-- Begin Dataset rows --

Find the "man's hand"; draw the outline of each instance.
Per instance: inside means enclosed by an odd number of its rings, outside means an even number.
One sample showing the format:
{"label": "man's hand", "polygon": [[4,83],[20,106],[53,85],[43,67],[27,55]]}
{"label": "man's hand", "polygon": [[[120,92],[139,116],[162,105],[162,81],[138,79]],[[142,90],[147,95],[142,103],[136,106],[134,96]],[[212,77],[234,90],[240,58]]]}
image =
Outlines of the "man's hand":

-- End Dataset rows --
-- Begin Dataset rows --

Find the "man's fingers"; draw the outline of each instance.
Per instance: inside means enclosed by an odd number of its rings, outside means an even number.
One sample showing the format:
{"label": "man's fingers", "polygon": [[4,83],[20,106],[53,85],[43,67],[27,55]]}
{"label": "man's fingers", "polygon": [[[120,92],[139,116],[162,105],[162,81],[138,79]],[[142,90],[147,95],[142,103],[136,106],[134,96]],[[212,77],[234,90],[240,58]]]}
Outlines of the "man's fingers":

-- End Dataset rows --

What to produce: Pull out every line of the items above that contains the string "hand", matching case exactly.

Reply:
Find the "man's hand"; draw the outline of each instance.
{"label": "man's hand", "polygon": [[4,83],[20,106],[53,85],[43,67],[27,55]]}
{"label": "man's hand", "polygon": [[[120,92],[139,116],[162,105],[162,81],[138,79]],[[142,90],[147,95],[142,103],[136,106],[134,96]],[[212,77],[234,90],[240,58]]]}
Outlines of the "man's hand":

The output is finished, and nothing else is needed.